-- SHORT TASK --
Arrange the rows below as a numbered list. Start with the row that contains "Study the photograph above. For every instance of the teal" and go on through the row that contains "(1096, 543)". Include both of these rows, leave out any blank lines, and list no other rows.

-- AVAILABLE RECORDS --
——————
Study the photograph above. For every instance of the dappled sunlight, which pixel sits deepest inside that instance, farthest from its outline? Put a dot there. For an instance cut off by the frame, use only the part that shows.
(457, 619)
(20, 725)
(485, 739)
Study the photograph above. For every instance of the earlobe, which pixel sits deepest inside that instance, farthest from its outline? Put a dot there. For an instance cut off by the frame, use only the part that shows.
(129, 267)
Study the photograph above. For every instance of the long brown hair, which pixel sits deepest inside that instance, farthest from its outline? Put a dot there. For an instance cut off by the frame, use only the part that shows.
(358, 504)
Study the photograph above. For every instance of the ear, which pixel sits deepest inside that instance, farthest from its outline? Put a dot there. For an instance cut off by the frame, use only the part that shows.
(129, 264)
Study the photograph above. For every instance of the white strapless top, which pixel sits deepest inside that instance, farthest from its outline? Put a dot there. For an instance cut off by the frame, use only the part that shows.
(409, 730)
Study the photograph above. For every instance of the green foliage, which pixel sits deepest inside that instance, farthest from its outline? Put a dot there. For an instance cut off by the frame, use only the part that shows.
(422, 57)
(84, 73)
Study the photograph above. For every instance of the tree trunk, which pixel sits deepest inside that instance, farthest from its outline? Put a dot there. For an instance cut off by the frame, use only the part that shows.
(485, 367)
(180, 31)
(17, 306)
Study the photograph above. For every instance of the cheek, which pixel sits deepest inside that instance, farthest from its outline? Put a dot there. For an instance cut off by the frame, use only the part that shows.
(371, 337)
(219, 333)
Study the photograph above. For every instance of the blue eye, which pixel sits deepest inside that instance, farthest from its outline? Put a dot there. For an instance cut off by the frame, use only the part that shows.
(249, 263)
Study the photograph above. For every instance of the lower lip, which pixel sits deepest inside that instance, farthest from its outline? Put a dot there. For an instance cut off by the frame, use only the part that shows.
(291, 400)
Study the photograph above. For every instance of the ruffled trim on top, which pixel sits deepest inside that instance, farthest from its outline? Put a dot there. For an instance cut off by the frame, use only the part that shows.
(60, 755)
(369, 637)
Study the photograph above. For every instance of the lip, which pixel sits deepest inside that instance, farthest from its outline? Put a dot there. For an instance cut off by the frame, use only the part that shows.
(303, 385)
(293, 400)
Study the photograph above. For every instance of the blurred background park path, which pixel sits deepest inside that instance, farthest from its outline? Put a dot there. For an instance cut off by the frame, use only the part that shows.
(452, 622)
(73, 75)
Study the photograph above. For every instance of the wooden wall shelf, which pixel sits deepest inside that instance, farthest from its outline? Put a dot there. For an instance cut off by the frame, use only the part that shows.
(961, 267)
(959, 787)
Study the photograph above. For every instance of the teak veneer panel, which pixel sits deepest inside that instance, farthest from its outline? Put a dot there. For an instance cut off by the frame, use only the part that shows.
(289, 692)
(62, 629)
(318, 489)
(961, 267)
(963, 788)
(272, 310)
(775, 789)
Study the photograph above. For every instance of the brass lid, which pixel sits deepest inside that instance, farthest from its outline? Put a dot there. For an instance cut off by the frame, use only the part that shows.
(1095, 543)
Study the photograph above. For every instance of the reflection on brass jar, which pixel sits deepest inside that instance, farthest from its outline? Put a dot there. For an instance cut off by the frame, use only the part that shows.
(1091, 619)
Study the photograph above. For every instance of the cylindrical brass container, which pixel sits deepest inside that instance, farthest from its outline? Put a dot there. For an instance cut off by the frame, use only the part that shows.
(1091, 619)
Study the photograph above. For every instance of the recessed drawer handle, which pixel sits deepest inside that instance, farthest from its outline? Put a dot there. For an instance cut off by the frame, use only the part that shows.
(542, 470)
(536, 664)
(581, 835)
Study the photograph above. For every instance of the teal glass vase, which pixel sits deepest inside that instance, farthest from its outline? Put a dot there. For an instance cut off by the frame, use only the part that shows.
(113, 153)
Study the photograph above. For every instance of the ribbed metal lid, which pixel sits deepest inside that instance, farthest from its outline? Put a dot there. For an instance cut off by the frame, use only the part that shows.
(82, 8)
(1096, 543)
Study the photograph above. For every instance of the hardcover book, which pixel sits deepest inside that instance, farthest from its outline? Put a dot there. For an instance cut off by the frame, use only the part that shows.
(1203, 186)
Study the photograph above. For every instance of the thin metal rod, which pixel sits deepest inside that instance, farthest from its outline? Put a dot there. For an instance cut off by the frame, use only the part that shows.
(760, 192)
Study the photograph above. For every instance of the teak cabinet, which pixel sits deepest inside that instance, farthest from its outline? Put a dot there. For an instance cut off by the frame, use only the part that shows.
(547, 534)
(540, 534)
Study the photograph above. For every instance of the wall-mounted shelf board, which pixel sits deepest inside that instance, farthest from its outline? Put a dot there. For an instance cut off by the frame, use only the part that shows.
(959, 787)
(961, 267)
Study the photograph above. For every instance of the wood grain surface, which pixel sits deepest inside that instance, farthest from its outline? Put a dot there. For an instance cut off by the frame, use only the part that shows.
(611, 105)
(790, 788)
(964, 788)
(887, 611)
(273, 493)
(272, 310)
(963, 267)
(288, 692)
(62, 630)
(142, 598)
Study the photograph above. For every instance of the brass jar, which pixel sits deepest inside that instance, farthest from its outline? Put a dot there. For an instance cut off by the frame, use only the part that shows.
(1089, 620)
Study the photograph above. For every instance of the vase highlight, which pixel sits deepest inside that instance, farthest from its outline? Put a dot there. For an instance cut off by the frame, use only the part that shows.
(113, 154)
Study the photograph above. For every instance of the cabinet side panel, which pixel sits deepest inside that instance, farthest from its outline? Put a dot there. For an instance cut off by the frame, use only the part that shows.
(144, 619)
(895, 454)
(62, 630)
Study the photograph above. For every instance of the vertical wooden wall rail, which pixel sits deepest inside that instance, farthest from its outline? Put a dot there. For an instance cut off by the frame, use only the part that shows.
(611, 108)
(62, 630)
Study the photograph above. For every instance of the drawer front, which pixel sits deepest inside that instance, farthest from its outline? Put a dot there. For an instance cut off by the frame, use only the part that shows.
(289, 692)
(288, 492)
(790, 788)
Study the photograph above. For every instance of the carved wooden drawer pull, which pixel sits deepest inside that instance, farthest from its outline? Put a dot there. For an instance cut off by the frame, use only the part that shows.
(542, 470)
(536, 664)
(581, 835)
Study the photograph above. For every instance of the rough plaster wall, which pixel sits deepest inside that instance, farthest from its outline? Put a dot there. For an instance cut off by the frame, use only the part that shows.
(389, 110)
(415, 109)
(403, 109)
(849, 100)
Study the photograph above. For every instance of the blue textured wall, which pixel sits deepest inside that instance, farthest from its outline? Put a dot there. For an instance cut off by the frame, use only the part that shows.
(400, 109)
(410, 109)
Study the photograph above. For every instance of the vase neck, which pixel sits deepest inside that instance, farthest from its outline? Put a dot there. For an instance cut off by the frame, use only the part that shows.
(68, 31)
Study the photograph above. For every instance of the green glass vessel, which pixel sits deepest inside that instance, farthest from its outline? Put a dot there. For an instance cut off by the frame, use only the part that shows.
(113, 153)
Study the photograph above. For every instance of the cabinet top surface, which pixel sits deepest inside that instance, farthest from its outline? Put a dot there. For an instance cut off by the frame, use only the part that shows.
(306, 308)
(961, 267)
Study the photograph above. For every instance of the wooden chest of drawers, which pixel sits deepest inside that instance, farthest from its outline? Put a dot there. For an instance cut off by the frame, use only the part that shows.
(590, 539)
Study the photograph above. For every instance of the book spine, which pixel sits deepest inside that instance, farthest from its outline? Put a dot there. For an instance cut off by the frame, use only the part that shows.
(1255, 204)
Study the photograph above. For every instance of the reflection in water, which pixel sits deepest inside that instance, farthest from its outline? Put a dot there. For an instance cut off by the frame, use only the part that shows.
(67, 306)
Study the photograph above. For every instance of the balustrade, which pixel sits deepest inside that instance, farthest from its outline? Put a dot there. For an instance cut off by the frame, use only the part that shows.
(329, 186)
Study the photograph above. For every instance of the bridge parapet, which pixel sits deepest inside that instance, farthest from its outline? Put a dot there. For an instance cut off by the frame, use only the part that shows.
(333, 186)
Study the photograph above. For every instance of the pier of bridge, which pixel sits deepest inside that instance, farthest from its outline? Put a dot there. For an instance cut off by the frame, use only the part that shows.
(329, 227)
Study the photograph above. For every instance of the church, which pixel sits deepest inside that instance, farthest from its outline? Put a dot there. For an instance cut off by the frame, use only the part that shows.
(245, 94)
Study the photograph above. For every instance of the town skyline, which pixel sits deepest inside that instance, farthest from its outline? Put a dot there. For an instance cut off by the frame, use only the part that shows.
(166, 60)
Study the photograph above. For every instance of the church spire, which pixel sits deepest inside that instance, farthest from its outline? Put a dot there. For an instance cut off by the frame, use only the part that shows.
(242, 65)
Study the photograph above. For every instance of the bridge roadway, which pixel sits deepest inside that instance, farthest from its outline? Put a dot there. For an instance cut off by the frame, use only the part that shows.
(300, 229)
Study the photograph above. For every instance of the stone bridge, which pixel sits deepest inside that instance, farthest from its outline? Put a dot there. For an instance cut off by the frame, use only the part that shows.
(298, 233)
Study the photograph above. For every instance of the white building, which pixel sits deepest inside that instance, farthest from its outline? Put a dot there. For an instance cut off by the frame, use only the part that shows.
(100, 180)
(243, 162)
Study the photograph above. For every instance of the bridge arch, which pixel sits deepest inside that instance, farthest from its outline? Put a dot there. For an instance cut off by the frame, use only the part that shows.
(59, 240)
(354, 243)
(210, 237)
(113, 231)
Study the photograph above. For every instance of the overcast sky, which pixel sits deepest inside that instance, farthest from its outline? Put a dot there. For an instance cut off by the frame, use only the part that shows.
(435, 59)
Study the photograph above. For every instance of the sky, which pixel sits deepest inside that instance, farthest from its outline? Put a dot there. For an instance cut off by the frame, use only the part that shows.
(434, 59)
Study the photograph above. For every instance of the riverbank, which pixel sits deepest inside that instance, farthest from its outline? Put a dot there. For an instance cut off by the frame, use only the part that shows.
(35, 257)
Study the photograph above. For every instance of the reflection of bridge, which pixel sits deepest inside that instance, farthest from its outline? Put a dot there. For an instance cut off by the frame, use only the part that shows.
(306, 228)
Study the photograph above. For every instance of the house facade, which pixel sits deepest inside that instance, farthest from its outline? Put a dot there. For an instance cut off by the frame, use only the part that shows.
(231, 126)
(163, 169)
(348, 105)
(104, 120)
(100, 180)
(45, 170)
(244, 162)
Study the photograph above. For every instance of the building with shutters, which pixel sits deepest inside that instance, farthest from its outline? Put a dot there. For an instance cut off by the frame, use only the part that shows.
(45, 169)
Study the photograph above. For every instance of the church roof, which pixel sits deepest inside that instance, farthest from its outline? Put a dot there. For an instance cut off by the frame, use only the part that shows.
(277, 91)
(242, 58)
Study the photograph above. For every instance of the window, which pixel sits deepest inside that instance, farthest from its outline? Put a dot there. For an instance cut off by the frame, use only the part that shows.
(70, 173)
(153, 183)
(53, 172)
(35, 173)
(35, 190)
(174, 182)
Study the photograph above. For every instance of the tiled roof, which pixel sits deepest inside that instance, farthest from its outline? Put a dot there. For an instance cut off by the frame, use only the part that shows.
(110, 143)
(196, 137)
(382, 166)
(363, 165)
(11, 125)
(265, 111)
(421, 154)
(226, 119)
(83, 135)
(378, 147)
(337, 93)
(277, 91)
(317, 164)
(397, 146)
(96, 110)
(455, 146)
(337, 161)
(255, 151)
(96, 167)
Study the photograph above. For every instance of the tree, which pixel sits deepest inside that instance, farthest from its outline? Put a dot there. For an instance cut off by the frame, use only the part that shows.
——————
-- OUTPUT --
1. Study the photograph above. For every instance of the teal glass vase, which pixel sits deepest inside that instance, farthest from its outline? Put a dot there. For an instance cut off by the frame, use only the part that shows.
2. (113, 153)
3. Study the photograph above. For every instance of the ribbed metal lid, which pixel sits deepest inside that instance, farthest from its outline? Put a dot there. For an instance cut off by the frame, use only the part that shows.
4. (82, 8)
5. (1096, 543)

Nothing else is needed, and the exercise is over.